**Task to complete:**
Word for word, restate the records that appear below.

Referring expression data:
■ ■ ■
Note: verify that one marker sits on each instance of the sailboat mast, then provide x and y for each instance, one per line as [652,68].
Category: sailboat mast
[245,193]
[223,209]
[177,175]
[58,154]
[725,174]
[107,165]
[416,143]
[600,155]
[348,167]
■ ■ ■
**Task answer:**
Note: verify that one marker sits on each instance of the sailboat mast, then provide x and y for each instance, one per line as [652,68].
Category: sailboat mast
[245,193]
[223,209]
[177,175]
[58,154]
[725,174]
[107,165]
[416,143]
[600,155]
[348,167]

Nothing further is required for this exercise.